═══ Texto extraído

Entrevista com Haruyoshi Ono, sócio-diretor do escritório Burle Marx & Cia. Ltda.1. Como o senhor conheceu Burle Marx?
Conheci Roberto Burle Marx quando eu era jovem e estava no 2º ano da faculdade de arquitetura. Ao passar pelo que hoje é o Parque do Flamengo, vi uma placa de obra onde estava escrito o nome da firma Burle Marx e o seu endereço. Após várias tentativas, um dia, ao bater na porta de seu ateliê, ele mesmo me recebeu. A primeira impressão foi a de um homem de semblante sério, de fala forte, intimidante. Numa rápida entrevista, essa impressão se dissipou, pois ele se mostrou cordial e nos ouviu com atenção. Ao perguntarmos quando poderíamos iniciar o estágio, ele disse: “agora”.

2. Como era a convivência com ele?
No início, a relação foi a de um professor ensinando com paciência um aluno interessado. Com a convivência diária, esse relacionamento foi se transformando, amadurecendo, até nos tornarmos parceiros no trabalho e amigos. Tínhamos muita afinidade artística e um forte entrosamento na criação dos projetos e das obras de arte.

3. Quais são, em sua opinião, os principais legados de Burle Marx?
Creio que devemos considerar toda a sua obra como um grande legado: seu trabalho paisagístico e seu trabalho como artista plástico.
Sem dúvida, Roberto sentia um enorme prazer em realizar projetos para áreas públicas. O parque del Este na Venezuela, o parque das Mangabeiras, em Belo Horizonte, e o parque do Flamengo, no Rio de Janeiro, são exemplos disso. Outro projeto que ele gostou muito de elaborar foi o do Parque Recreativo de Brasília, que infelizmente não foi totalmente executado, e que hoje está deturpado e em péssimo estado de conservação, apesar de ser muito frequentado.
Da mesma forma, ele gostava de elaborar projetos privados, em áreas menores, quando sentia que o cliente se envolvia com entusiasmo na sua criação. Públicos ou privados, o fato é que alguns projetos se tornaram importantes exemplos na história do paisagismo.
Nos projetos, ele colocava em prática as idéias adquiridas por meio de observações que fazia em suas viagens de pesquisa, acompanhado por botânicos, agrônomos, arquitetos e seus companheiros do escritório. Usava esses ensinamentos ao projetar e criar grupos de vegetação da mesma espécie (para enfatizar suas características), sempre fazendo associações dos diferentes grupos, como são vistos na natureza.

4. O senhor acredita que o pensamento de Burle Marx continua atual?
Desde a década de 1970, Roberto denunciava as agressões à natureza e defendia o meio ambiente. No Brasil, ele foi um dos primeiros a demonstrar essa preocupação, que hoje vemos como fundamentada e válida.

══════

-- Instruções do exercício --
Continue a entrevista sobre Burle Marx, começando logo depois da última frase.

═══ Registros listados

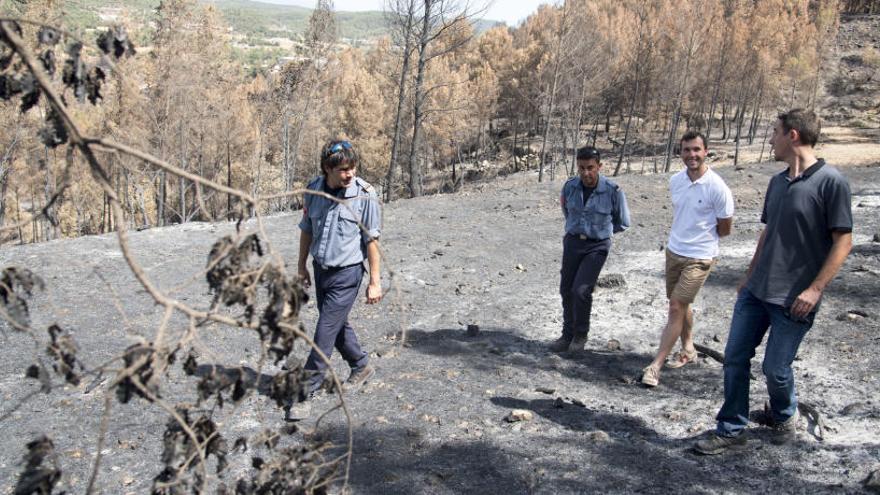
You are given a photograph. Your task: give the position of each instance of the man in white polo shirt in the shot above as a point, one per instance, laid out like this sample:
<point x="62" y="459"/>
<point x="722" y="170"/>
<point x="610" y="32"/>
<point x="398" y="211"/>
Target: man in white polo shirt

══════

-- Resposta escrita --
Em relação ao paisagismo, seus primeiros projetos se destacaram pelas formas abstratas e orgânicas e pelo uso da vegetação tropical brasileira, suas exuberantes cores e formas, em oposição à tradicional linguagem paisagística da época, que utilizava plantas importadas da Europa e traçados influenciados pelo paisagismo francês e inglês. Participando do movimento modernista, que buscava a identidade nacional, Roberto viajava, conhecia e coletava a flora nacional, passando a utilizá-la em composições inusitadas com formas livres e orgânicas.
Ainda hoje, após quinze anos de seu desaparecimento, as pesquisas acadêmicas levam em consideração os conceitos e a obra desenvolvida por Roberto Burle Marx e sua equipe.

5. Como o senhor vê a atuação dos paisagistas hoje no Brasil?
A profissão do paisagista está sendo cada vez mais valorizada. A crescente carência social de áreas verdes, onde se possa ter um convívio direto com a natureza, favorece esse crescimento. O arquiteto paisagista cria ambientes agradáveis, distribuídos organizadamente em diversas atividades de uso público como lazer, estar, esportes, contemplação e recreação. Na elaboração de um projeto paisagístico, as áreas verdes devem participar de modo equilibrado, com a utilização preponderante da flora nativa, incentivando – através de sua especificação e uso – a pesquisa e a valorização de nossa vegetação.
Num país como o Brasil, onde o paisagismo é uma profissão relativamente nova, as oportunidades e os trabalhos vão surgindo naturalmente. Um fator bastante significativo nos favorece imensamente: temos à disposição milhares de espécies vegetais, um universo ainda inexplorado cuja aplicação tornaria as cidades mais agradáveis. Roberto Burle Marx, que foi um dos pioneiros no uso das plantas nativas, serve como exemplo de como esse campo pode ser explorado.

Haruyosho Ono é arquiteto, formado pela Faculdade de Arquitetura e Urbanismo da Universidade do Brasil, atual UFRJ.Robério Dias, diretor do Sítio Roberto Burle Marx
Entrevista com Robério Dias, diretor do Sítio Roberto Burle Marx (IPHAN - MinC)1. O que, exatamente, é o Sítio Roberto Burle Marx hoje?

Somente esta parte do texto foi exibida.